> Records from a data collection:
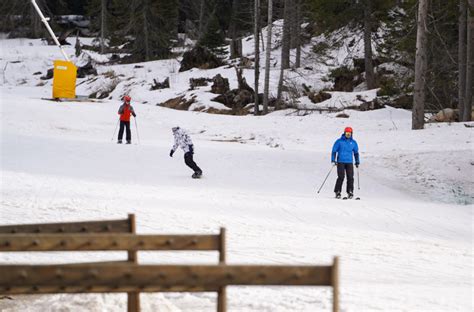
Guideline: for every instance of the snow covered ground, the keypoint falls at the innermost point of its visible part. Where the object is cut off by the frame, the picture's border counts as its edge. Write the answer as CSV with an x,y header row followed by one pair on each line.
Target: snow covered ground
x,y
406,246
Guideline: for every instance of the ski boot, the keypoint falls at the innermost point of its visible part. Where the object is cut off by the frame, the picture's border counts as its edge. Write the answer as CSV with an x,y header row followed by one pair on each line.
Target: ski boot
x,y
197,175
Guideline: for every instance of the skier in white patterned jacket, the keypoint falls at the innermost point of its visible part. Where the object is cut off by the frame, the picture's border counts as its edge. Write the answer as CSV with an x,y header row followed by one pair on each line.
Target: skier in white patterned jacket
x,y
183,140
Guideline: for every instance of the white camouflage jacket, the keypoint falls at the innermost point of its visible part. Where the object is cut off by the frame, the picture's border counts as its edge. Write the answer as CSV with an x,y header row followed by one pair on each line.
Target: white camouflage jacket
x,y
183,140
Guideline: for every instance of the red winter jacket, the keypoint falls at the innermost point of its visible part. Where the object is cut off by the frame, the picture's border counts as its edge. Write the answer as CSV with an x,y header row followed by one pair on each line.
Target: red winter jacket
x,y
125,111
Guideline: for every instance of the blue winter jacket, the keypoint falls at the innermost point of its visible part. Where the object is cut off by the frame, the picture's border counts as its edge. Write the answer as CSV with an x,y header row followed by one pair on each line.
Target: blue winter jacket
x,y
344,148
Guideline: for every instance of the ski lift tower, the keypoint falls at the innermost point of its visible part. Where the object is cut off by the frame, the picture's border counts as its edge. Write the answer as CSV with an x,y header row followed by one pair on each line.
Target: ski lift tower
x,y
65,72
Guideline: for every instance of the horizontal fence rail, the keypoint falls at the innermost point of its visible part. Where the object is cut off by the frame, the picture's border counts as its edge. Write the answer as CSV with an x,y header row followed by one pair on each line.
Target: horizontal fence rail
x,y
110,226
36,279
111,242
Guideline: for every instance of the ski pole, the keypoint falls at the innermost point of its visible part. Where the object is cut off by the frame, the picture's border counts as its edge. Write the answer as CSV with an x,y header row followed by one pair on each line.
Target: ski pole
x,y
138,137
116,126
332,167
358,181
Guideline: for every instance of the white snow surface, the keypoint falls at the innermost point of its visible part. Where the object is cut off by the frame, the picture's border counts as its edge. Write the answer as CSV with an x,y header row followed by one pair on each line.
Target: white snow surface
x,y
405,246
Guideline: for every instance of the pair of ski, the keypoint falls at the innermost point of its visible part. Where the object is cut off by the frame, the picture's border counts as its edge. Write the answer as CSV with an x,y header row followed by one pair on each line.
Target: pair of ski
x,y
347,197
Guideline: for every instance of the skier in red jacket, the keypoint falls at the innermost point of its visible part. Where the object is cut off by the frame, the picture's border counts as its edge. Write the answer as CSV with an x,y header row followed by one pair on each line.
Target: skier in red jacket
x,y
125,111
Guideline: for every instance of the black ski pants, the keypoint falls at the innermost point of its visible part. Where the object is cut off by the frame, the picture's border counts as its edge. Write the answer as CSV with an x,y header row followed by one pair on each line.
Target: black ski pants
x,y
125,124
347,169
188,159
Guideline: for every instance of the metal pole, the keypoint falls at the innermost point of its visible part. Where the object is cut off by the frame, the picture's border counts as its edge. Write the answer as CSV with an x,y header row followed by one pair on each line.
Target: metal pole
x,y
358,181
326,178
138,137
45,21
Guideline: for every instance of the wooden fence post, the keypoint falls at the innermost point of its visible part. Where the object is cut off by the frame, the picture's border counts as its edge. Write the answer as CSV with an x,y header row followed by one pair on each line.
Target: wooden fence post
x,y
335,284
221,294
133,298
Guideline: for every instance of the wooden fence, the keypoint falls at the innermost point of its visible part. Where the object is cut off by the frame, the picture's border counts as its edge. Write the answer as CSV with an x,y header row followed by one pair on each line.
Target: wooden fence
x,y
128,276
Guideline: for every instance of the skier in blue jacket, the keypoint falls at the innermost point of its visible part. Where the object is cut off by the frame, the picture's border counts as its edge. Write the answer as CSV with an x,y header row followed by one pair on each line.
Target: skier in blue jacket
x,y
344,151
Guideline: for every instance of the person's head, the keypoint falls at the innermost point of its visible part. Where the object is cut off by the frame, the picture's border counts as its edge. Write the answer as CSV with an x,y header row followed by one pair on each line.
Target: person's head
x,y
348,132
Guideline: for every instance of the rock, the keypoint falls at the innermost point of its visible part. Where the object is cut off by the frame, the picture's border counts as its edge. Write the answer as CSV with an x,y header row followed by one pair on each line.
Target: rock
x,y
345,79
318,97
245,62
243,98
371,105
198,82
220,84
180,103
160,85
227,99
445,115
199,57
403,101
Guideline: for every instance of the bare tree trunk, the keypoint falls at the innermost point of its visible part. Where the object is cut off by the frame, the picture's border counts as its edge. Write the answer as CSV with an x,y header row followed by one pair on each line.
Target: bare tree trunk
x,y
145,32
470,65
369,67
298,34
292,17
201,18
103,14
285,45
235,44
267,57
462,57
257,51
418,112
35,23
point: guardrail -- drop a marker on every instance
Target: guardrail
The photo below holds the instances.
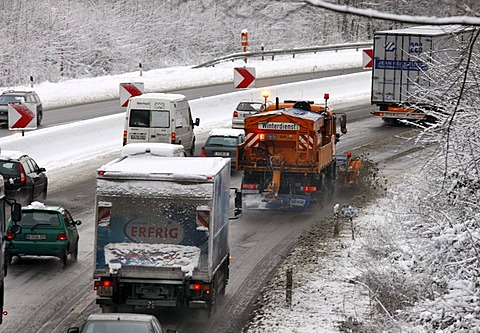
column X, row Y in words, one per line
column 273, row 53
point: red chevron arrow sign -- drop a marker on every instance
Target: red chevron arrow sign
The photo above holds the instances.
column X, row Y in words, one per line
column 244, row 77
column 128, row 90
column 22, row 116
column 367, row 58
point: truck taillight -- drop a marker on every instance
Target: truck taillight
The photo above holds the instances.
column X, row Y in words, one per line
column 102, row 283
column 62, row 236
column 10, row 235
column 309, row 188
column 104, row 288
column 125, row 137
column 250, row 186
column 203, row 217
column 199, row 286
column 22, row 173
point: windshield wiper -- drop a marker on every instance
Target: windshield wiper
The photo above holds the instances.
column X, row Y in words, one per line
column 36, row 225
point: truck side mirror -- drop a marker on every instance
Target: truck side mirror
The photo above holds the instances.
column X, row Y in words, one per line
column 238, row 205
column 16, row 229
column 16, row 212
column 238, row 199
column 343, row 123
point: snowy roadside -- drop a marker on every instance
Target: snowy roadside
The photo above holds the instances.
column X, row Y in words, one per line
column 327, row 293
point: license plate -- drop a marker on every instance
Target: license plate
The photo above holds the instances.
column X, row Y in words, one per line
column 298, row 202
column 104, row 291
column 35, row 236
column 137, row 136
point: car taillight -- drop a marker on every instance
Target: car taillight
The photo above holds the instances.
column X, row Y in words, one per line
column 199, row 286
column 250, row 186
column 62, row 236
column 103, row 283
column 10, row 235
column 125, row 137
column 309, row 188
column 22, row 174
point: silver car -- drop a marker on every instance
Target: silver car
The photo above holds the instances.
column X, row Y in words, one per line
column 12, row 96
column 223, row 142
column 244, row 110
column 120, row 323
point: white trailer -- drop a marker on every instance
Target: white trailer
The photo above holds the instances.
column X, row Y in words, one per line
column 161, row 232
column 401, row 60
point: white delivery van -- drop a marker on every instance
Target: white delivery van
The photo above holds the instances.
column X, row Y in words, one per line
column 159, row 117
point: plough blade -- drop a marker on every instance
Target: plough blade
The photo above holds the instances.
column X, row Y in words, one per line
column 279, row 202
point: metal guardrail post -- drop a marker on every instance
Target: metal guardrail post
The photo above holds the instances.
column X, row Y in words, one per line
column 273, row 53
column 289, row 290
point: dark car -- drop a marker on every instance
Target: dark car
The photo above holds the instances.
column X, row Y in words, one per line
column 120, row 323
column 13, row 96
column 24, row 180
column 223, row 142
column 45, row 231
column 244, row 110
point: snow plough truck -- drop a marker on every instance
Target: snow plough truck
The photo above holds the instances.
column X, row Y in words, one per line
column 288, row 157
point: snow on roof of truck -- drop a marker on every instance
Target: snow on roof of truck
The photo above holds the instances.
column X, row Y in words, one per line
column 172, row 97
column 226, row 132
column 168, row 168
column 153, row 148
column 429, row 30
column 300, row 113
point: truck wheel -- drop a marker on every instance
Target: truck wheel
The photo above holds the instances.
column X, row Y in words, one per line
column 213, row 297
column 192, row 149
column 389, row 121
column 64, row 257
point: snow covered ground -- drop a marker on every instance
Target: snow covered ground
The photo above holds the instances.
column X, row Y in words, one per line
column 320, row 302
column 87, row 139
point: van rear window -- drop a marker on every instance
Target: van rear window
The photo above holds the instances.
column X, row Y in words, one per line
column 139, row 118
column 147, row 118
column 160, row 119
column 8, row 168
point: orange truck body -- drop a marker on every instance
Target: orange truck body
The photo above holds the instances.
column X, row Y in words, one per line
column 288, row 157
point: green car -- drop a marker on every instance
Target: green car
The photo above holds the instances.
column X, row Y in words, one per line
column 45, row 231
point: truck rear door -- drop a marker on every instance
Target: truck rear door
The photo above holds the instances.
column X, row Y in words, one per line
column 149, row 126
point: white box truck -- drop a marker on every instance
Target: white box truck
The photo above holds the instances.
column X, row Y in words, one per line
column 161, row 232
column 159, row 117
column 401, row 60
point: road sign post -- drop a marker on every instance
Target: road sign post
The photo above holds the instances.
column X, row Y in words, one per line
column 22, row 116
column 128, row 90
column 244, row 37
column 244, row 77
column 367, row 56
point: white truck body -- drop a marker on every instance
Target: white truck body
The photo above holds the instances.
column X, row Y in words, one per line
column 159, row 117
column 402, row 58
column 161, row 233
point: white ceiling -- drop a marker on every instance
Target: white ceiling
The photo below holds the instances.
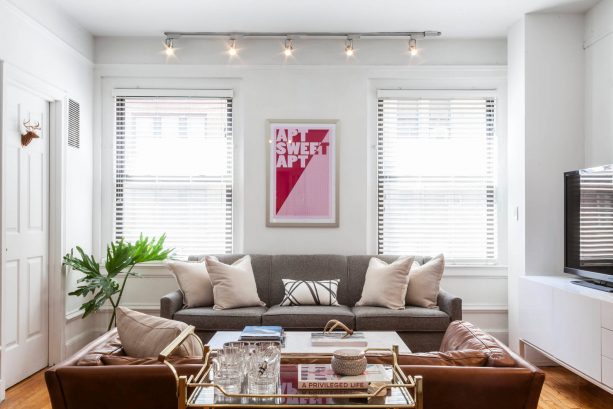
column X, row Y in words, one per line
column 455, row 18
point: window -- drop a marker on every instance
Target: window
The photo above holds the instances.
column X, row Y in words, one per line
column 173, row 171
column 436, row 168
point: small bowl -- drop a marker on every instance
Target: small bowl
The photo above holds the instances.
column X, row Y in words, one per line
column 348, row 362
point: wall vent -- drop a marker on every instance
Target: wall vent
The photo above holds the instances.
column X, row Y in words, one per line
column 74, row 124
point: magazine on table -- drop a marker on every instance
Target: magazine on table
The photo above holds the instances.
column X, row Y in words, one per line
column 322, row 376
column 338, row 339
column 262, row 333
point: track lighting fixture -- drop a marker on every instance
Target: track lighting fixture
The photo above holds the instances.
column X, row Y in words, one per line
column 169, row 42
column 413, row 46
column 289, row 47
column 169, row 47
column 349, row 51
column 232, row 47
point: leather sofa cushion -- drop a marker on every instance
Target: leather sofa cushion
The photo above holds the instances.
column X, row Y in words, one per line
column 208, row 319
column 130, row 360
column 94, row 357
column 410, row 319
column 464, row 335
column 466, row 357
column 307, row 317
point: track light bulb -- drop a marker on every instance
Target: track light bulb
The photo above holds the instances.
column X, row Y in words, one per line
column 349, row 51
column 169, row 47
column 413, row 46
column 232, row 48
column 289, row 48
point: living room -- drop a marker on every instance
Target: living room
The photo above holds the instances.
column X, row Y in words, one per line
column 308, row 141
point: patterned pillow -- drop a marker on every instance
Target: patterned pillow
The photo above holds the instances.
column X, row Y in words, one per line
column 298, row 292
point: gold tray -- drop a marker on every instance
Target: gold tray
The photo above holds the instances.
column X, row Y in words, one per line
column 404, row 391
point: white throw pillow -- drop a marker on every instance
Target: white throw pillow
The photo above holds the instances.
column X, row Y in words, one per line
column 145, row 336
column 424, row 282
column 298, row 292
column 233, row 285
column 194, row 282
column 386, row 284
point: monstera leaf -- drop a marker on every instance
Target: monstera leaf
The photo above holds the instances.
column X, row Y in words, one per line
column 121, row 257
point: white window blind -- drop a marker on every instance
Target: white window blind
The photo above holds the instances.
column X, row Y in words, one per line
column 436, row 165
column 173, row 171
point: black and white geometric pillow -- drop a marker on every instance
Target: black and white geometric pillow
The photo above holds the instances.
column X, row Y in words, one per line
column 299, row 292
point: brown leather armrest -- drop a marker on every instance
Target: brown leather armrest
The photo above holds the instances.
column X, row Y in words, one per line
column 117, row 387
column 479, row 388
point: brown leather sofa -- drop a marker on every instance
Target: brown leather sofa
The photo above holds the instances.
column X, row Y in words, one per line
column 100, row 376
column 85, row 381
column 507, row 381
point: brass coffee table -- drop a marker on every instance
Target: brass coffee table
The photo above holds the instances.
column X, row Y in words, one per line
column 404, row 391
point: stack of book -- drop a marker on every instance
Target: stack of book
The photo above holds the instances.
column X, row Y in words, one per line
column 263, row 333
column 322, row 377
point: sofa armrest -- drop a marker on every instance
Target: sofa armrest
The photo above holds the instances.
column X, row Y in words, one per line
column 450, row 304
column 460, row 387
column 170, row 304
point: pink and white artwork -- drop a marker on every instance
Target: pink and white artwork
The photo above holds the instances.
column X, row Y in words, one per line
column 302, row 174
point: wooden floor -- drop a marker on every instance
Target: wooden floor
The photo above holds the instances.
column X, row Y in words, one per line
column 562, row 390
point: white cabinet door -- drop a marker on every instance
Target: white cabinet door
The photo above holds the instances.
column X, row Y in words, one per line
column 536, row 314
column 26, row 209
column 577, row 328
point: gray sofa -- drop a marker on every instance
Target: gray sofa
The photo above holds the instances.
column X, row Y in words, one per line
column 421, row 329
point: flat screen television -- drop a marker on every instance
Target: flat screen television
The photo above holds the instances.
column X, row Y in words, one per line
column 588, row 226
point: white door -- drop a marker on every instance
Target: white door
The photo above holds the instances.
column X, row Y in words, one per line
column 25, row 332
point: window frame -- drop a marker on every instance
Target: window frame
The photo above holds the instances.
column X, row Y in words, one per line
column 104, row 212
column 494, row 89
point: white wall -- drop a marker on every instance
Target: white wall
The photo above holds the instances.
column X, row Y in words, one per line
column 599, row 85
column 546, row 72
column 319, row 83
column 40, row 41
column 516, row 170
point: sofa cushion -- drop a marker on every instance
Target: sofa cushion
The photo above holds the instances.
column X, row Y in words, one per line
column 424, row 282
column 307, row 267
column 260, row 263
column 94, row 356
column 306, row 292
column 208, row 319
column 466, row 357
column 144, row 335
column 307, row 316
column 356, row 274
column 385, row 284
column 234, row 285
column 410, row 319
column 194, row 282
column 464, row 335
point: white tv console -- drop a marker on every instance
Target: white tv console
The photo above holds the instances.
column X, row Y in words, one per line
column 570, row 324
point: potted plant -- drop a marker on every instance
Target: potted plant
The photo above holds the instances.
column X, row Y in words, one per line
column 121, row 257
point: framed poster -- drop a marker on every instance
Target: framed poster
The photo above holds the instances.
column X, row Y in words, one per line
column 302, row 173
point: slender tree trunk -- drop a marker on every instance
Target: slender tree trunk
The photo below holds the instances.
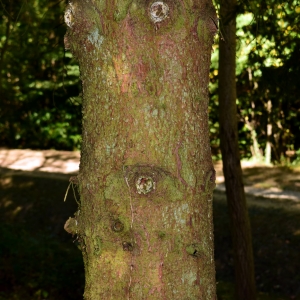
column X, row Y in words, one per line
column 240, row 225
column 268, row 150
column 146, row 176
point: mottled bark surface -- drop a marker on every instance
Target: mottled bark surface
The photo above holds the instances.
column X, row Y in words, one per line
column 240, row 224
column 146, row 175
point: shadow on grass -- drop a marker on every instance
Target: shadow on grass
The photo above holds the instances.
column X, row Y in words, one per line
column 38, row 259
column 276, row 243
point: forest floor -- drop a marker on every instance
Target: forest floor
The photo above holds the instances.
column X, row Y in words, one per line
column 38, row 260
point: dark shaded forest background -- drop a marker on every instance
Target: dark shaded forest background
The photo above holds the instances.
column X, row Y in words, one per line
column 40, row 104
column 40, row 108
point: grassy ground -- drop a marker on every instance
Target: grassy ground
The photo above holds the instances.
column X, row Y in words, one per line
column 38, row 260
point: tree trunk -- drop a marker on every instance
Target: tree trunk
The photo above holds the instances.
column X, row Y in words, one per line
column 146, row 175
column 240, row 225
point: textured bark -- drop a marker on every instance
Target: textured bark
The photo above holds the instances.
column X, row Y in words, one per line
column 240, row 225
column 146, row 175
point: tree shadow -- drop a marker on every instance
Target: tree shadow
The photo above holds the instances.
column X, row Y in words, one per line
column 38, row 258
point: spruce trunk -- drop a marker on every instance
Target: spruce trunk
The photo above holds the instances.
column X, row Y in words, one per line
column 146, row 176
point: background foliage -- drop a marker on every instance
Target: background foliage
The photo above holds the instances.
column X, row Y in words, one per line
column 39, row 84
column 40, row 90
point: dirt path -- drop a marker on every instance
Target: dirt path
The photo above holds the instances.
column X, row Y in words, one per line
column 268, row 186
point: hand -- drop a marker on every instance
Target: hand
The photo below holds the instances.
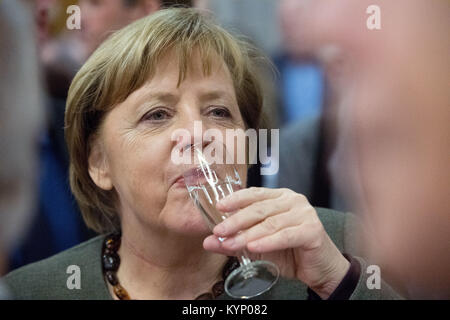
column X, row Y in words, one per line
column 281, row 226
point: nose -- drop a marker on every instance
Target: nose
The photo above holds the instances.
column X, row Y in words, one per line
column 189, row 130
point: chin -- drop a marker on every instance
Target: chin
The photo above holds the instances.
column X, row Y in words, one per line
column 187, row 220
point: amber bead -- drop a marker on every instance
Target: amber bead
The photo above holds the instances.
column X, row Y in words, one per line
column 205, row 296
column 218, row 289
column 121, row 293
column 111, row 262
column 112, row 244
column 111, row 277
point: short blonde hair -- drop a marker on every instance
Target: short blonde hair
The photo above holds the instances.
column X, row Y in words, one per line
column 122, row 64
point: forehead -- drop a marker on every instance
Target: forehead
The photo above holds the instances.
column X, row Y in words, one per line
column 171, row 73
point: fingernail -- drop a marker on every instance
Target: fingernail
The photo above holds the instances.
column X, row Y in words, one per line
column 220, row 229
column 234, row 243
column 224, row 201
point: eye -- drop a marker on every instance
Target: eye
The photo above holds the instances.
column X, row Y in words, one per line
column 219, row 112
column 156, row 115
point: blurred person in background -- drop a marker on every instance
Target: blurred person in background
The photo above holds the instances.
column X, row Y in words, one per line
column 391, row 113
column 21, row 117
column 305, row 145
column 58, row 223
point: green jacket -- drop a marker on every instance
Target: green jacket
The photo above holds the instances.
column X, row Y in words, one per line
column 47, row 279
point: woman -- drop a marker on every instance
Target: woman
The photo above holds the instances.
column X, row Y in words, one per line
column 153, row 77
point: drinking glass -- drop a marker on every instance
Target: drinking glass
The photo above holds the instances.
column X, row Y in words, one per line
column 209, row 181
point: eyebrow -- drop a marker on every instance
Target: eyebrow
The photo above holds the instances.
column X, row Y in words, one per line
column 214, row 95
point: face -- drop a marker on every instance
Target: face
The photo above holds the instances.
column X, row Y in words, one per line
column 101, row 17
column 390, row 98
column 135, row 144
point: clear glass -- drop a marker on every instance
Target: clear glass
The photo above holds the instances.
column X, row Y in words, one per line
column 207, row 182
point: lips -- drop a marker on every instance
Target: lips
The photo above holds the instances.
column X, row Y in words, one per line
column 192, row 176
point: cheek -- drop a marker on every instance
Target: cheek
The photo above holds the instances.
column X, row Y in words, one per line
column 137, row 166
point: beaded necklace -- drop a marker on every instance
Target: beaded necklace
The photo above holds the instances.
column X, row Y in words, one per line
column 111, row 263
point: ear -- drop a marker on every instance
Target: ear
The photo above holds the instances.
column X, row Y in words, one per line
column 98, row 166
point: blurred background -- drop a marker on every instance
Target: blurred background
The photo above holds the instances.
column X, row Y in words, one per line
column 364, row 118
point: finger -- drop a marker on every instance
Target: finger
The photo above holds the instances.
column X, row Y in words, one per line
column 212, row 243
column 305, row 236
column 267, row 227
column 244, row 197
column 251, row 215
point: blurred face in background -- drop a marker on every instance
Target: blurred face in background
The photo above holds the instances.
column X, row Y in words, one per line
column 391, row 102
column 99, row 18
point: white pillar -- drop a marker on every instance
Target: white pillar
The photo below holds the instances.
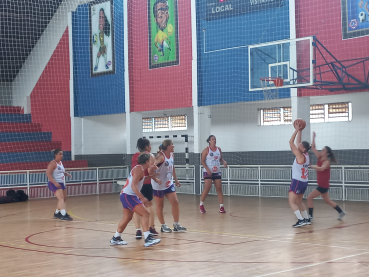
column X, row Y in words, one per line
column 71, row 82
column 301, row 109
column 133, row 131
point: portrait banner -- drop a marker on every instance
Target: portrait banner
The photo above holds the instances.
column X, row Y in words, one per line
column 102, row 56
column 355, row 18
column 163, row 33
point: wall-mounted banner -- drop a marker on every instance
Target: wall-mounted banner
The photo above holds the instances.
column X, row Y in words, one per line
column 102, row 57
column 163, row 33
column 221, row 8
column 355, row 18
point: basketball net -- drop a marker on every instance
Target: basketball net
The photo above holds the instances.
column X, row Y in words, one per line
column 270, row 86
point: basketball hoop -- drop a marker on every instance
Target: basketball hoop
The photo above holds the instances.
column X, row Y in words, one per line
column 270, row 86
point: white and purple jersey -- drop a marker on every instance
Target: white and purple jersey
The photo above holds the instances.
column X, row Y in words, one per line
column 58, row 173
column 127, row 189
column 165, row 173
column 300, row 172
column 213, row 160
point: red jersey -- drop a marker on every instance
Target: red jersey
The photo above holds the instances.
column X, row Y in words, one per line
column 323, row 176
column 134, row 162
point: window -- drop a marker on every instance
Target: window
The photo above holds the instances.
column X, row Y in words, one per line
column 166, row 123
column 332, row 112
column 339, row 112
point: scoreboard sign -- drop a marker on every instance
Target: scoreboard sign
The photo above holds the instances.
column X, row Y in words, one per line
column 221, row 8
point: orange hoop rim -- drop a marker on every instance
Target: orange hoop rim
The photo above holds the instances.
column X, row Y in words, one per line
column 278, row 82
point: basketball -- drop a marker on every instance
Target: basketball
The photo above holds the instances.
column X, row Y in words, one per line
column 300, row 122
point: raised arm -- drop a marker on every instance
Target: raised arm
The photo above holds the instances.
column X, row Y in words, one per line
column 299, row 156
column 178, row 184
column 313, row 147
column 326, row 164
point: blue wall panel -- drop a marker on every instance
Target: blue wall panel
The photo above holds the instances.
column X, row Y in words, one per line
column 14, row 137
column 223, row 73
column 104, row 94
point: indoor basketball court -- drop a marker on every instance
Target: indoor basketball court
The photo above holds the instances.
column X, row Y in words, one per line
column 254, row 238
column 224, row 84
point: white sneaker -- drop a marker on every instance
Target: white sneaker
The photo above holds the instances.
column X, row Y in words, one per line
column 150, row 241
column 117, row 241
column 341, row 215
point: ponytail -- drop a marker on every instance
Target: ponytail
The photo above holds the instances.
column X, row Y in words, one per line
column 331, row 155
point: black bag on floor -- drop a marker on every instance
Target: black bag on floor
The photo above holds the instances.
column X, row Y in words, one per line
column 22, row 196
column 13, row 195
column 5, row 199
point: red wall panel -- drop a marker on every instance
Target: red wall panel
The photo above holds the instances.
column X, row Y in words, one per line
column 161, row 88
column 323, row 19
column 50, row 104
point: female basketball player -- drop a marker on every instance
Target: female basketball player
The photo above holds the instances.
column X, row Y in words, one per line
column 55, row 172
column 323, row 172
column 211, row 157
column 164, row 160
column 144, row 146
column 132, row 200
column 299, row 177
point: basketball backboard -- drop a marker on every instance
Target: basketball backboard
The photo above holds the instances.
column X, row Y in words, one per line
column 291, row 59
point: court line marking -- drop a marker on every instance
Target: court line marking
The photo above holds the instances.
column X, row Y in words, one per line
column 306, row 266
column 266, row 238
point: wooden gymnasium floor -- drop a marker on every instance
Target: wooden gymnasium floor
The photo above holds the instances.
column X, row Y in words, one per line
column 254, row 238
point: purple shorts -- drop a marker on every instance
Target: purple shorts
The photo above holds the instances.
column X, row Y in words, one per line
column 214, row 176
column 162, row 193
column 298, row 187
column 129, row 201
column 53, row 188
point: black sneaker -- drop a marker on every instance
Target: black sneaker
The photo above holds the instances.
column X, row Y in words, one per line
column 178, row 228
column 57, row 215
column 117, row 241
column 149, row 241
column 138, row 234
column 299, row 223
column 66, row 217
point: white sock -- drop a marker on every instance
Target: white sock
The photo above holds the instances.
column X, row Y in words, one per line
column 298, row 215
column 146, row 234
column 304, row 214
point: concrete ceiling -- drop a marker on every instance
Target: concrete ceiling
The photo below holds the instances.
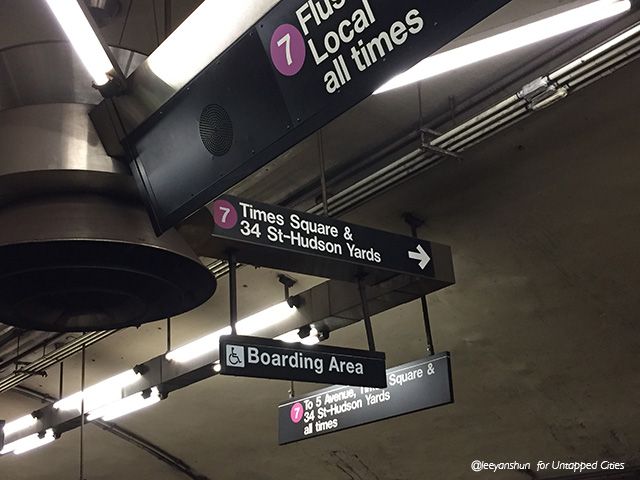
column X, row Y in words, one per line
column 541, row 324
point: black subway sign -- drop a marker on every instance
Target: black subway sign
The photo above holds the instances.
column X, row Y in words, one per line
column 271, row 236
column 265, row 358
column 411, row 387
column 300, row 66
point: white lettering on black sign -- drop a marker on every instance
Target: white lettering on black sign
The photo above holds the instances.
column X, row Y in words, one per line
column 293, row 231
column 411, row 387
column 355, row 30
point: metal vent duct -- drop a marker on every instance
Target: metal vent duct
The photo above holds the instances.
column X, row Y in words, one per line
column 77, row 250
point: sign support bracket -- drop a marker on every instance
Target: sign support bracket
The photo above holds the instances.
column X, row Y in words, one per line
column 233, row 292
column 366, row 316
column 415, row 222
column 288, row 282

> PROBLEM DESCRIPTION:
Output the lines above between the one holding "Guideline: for every instance of the ski lift" and the one holding "Guideline: for every instance of the horizontal", inclusive, with nothing before or after them.

> SOLUTION TO THE PROBLEM:
Guideline: for every instance of the ski lift tower, the keypoint falls at the innermost point of its visible part. Where the object is cut off by the frame, the picture's border counts as its edge. Write the answer as CSV with an x,y header row followed by one pair on each line.
Target: ski lift tower
x,y
65,72
Guideline: for every instance of the horizontal fence rail, the keypoint falls at the innermost point of its visible part. Where the object is cut off by the frame, the picture's border counts as its edge. Write the answer as CSV with an x,y header row followed by one pair on each line.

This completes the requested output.